**TASK INSTRUCTIONS**. Arrange the stretch of the listing from its first line through the line containing "(1036, 736)", both included, as a numbered list with blank lines omitted.

=== PROVIDED MATERIAL ===

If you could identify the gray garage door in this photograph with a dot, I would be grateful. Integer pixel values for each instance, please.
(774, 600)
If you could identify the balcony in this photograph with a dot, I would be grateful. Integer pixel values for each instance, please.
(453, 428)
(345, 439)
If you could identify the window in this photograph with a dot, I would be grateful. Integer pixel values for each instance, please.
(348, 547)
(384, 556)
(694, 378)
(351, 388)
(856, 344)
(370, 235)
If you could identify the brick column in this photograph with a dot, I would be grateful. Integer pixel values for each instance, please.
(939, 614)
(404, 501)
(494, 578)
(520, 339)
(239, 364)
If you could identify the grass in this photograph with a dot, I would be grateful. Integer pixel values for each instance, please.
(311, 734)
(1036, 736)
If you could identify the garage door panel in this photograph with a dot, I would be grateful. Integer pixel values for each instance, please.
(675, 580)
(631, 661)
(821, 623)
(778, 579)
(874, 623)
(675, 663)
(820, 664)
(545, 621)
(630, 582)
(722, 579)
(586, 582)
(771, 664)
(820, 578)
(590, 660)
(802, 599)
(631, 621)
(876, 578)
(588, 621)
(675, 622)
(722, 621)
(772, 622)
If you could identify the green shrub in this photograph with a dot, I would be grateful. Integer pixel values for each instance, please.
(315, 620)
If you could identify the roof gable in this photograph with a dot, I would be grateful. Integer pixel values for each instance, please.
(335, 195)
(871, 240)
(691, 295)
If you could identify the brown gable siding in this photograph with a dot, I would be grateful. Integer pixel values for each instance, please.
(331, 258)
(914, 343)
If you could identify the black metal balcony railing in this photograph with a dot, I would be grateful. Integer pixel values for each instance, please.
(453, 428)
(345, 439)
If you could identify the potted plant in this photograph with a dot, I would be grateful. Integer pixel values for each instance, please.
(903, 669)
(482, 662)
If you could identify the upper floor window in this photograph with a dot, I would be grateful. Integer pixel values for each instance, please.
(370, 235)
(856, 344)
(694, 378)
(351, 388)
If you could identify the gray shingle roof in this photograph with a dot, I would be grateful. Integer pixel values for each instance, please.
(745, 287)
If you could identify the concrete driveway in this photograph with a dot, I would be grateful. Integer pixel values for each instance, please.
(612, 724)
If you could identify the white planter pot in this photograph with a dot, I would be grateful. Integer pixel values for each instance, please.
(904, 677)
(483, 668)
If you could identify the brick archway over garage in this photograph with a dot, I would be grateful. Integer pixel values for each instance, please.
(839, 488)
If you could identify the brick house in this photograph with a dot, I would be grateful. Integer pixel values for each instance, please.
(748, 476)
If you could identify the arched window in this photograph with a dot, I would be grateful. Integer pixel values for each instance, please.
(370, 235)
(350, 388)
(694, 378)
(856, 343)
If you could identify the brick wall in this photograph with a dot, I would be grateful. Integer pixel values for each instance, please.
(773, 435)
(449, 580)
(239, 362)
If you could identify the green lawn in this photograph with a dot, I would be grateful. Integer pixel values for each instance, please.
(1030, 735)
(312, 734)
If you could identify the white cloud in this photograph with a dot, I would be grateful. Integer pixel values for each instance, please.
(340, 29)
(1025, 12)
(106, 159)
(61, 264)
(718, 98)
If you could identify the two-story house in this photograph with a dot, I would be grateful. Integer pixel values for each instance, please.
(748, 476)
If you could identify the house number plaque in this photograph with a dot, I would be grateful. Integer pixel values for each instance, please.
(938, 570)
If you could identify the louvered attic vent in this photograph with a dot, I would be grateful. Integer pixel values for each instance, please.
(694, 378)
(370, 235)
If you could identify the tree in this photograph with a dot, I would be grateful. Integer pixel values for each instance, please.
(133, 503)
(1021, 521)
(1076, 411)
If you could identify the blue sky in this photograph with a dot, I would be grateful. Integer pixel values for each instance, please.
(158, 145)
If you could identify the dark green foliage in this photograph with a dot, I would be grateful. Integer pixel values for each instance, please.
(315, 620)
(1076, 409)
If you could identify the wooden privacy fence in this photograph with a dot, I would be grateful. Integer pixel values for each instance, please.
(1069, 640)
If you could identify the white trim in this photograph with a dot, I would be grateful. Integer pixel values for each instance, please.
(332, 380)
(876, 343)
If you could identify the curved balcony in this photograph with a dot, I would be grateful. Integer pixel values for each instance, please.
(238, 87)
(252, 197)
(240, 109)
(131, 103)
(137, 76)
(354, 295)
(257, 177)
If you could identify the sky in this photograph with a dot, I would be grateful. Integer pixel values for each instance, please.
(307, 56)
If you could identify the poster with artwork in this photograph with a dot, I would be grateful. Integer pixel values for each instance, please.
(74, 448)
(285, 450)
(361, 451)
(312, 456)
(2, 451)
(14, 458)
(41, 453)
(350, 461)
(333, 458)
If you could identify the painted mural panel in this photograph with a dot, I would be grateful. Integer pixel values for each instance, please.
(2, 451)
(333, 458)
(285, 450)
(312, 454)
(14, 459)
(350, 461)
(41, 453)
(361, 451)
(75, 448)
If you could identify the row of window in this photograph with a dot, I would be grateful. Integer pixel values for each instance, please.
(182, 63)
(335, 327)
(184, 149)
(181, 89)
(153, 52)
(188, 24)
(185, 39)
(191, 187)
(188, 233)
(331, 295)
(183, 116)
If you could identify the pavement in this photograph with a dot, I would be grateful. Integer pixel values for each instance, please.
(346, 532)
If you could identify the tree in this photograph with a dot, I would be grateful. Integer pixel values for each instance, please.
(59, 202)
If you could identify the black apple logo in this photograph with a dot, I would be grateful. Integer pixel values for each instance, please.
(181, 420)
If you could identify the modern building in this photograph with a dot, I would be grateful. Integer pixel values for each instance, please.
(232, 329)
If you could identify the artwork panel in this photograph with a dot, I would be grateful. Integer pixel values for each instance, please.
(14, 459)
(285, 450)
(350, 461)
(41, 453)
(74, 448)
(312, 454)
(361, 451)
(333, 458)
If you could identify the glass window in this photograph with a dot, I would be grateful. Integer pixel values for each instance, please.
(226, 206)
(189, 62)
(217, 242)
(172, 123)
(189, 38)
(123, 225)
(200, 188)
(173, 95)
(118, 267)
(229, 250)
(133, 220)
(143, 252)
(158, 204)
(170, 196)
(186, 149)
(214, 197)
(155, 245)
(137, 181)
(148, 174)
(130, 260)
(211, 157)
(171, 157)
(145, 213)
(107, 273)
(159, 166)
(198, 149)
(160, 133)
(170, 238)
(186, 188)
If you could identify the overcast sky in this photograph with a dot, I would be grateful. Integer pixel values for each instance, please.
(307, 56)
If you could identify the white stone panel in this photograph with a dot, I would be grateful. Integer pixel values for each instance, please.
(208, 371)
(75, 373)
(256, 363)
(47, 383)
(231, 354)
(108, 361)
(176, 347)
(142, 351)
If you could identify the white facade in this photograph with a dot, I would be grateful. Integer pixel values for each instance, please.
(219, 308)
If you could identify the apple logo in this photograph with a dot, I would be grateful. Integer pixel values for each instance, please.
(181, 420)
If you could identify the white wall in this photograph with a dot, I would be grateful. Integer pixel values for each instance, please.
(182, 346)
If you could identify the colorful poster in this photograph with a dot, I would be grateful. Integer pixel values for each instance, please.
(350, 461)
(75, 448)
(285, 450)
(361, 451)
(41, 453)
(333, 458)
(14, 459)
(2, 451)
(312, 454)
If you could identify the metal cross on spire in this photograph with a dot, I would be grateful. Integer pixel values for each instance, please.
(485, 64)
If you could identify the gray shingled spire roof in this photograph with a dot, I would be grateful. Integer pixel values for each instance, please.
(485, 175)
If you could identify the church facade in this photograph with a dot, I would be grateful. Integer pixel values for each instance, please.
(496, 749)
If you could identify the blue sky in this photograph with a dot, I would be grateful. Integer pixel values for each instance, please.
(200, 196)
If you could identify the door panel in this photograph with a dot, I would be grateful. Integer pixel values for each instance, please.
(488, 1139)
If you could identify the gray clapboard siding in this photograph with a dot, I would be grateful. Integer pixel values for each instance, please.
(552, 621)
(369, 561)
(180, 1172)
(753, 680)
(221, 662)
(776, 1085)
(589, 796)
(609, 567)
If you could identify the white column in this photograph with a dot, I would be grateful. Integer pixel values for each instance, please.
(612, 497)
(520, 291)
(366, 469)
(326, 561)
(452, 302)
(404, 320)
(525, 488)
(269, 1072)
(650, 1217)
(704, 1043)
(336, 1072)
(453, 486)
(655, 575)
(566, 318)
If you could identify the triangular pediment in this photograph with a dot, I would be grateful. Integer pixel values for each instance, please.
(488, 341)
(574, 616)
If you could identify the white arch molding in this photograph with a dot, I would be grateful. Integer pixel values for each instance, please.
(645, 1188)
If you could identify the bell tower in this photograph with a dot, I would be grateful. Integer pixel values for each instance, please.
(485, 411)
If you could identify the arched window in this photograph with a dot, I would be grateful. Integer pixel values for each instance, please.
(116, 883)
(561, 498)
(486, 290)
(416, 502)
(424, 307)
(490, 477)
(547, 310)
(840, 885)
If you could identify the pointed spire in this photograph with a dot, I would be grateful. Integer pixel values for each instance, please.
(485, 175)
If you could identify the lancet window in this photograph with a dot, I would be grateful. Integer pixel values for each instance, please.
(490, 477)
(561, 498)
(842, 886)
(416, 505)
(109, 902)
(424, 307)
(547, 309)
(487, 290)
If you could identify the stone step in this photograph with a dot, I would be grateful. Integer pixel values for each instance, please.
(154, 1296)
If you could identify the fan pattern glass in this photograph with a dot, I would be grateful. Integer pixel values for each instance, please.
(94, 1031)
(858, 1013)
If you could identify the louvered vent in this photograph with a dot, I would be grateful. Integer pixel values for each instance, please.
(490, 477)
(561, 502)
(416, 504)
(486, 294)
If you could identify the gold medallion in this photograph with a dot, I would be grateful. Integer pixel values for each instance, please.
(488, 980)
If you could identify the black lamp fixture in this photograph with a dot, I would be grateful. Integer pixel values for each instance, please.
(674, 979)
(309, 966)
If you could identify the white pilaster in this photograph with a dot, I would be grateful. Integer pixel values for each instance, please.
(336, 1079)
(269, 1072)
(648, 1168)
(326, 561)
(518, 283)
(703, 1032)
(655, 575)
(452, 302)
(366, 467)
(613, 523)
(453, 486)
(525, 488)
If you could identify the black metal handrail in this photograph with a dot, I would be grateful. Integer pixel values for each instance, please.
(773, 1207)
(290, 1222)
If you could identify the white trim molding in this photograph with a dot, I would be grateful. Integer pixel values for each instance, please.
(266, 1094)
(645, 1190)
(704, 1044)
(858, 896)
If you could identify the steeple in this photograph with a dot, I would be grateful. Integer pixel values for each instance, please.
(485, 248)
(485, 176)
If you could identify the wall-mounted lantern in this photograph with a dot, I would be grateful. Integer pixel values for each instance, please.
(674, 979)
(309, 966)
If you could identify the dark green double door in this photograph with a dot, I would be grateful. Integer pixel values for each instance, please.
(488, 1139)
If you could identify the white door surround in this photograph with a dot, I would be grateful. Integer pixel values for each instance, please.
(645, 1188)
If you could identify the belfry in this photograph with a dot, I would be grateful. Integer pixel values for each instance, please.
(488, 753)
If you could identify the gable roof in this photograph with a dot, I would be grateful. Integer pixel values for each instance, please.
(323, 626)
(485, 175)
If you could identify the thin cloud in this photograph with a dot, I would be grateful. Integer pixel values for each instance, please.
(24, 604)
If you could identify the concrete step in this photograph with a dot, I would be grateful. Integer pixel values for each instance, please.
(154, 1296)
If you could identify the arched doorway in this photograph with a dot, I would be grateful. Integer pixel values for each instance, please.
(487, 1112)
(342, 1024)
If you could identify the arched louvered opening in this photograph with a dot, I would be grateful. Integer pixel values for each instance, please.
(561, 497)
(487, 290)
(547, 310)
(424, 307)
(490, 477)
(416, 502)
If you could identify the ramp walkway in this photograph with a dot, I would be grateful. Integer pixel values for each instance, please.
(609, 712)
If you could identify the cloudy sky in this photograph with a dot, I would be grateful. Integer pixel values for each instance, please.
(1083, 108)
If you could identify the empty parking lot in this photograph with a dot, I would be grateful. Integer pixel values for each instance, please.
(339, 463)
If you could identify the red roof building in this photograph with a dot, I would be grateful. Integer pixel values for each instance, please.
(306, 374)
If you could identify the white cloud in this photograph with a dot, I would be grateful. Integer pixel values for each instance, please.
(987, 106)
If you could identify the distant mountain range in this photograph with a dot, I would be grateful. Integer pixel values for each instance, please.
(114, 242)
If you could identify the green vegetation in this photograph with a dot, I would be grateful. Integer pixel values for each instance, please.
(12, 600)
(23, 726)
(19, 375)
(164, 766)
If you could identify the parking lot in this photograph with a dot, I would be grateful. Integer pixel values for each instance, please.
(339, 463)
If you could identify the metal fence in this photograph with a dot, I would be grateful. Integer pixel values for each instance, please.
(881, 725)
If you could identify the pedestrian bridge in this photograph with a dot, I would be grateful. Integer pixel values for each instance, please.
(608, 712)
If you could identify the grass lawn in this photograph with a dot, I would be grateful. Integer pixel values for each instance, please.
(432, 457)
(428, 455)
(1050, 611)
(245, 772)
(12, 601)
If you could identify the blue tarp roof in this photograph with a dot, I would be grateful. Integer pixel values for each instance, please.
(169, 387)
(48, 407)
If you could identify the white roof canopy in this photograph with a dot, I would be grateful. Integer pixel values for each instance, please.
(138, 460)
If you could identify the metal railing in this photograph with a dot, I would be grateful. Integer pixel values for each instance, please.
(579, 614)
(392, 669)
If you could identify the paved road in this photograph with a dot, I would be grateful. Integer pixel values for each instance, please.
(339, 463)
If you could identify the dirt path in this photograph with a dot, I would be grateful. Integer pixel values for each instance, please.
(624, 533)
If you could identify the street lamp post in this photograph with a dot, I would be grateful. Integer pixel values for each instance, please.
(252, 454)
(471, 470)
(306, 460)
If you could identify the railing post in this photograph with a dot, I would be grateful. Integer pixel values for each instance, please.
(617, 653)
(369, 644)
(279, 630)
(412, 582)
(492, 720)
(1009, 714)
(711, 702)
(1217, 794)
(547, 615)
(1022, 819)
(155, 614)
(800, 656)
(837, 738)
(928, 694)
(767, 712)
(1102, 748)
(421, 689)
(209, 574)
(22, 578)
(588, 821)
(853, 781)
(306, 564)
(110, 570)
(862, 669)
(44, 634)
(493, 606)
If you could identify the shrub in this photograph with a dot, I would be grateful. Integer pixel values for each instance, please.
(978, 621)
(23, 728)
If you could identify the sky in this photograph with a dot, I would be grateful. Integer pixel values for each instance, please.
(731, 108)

===

**CORRECT OUTPUT**.
1. If you could identify the gray garage door in this photograph with a dot, I would be grateful. Integer pixel values for each instance, please.
2. (774, 600)
3. If you could identify the balcony in this photograph with a dot, I would be grateful. Integer pixel values for each instance, please.
4. (453, 428)
5. (345, 439)
6. If you could identify the window in this photograph with a dot, I would be grateful. Integer pixel values for each instance, please.
7. (348, 547)
8. (384, 556)
9. (694, 378)
10. (351, 388)
11. (856, 344)
12. (370, 235)
13. If you could identify the brick column in this photograph with a dot, I would be grateful. Integer pixel values for each instance, please.
14. (939, 614)
15. (404, 501)
16. (494, 578)
17. (520, 339)
18. (239, 364)
19. If you could identify the grass in this photograph with a dot, I would be grateful. Integer pixel values for each instance, please.
20. (311, 734)
21. (1036, 736)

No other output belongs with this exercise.